Furthermore, in addition to the challenged 2002 order’s continuing effect on the current 2003 rate, both Interstate and the town still hold a legally cognizable interest in obtaining a decision from this Court about whether the commission acted properly in issuing the previous rate order, one that it allegedly issued without holding a required public hearing and without allowing these intervenors effectively to participate in the rate-setting process. See Potomac Electric Power Co., 402 A.2d at 22 (noting that “[t]he question * * * of mootness [was] not so clear” even though second rate order arguably superseded first). Presumably, this is why the commission found, in the first place, that Interstate and the town possessed sufficient standing to intervene and to participate as parties in the challenged proceeding.
Although standing and mootness are distinct concepts, they often overlap. See 1 Laurence H. Tribe, American Constitutional Law 345 (3d ed.2000); 13A Charles Alan Wright, Arthur R. Miller & Edward H. Cooper, Federal Practice and Procedure: § 3531.12 at 50 (2d ed.1984). Mootness is “ ‘the doctrine of standing set in a time frame: The requisite personal interest that must exist at the commencement of the litigation (standing) must continue throughout its existence (mootness).’ ” United States Parole Commission v. Geraghty, 445 U.S. 388, 397, 100 S.Ct. 1202, 63 L.Ed.2d 479 (1980). Here, Interstate has a continuing stake in the commission’s rate-setting for Hi-Speed because it allegedly continues to suffer the adverse economic effects of the commission’s decision to allow Hi-Speed to operate at the rate in question, a competitive interest that makes it an aggrieved party for standing purposes. The commission itself recognized this competitive ■ interest when it allowed Interstate to intervene in the challenged rate-setting proceeding.

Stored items
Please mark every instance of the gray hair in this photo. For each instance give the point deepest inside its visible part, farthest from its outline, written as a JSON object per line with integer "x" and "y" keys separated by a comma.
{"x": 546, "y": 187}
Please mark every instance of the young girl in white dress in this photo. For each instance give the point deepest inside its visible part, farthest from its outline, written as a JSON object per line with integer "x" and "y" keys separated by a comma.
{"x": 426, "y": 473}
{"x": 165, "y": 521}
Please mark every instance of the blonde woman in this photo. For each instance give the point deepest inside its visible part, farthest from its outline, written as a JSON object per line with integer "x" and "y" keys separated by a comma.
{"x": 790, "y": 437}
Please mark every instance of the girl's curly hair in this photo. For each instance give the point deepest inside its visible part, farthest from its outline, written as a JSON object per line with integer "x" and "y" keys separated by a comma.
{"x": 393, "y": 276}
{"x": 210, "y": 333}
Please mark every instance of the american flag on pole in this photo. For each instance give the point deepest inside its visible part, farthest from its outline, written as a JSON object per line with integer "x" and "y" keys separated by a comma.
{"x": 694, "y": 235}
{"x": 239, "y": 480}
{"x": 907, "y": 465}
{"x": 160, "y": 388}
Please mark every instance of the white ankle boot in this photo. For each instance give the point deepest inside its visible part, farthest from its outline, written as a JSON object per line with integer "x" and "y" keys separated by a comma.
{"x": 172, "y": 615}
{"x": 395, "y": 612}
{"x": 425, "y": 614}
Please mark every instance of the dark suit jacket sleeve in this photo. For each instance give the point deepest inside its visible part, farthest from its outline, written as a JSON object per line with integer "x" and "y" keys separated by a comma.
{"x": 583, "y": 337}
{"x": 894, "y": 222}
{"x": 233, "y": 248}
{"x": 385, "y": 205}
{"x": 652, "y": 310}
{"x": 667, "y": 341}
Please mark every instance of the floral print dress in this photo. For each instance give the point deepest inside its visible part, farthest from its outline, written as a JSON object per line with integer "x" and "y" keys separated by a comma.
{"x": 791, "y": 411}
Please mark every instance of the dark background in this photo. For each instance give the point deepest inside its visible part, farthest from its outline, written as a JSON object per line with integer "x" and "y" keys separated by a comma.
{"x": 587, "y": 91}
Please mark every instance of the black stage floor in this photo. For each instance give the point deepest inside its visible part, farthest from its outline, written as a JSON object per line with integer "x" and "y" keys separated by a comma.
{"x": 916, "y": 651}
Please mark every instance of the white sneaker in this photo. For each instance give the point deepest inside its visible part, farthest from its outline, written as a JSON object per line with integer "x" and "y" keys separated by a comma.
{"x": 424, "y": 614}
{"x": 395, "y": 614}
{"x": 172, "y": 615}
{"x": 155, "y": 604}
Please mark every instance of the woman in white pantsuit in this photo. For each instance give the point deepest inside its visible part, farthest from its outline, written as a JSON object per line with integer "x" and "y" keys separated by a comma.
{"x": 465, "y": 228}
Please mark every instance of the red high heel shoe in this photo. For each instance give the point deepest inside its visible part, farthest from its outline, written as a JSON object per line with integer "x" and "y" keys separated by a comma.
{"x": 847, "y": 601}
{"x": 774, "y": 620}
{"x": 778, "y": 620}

### SHORT EXERCISE 1
Repeat the passage on mootness word for word, everything from "Furthermore, in addition" down to "the challenged proceeding.".
### SHORT EXERCISE 2
Summarize the passage on mootness in two sentences.
### SHORT EXERCISE 3
In the passage on mootness, which case is quoted for the idea that mootness is the doctrine of standing set in a time frame?

### EXERCISE RESULT 1
Furthermore, in addition to the challenged 2002 order’s continuing effect on the current 2003 rate, both Interstate and the town still hold a legally cognizable interest in obtaining a decision from this Court about whether the commission acted properly in issuing the previous rate order, one that it allegedly issued without holding a required public hearing and without allowing these intervenors effectively to participate in the rate-setting process. See Potomac Electric Power Co., 402 A.2d at 22 (noting that “[t]he question * * * of mootness [was] not so clear” even though second rate order arguably superseded first). Presumably, this is why the commission found, in the first place, that Interstate and the town possessed sufficient standing to intervene and to participate as parties in the challenged proceeding.

### EXERCISE RESULT 2
Interstate and the town still have a legally cognizable interest in a ruling on whether the commission properly issued the earlier rate order, which it allegedly issued without a required public hearing and without letting them effectively participate. Mootness is described as standing set in a time frame, and Interstate keeps a continuing stake because it allegedly still suffers adverse economic effects from the commission allowing Hi-Speed to operate at the rate in question.

### EXERCISE RESULT 3
United States Parole Commission v. Geraghty.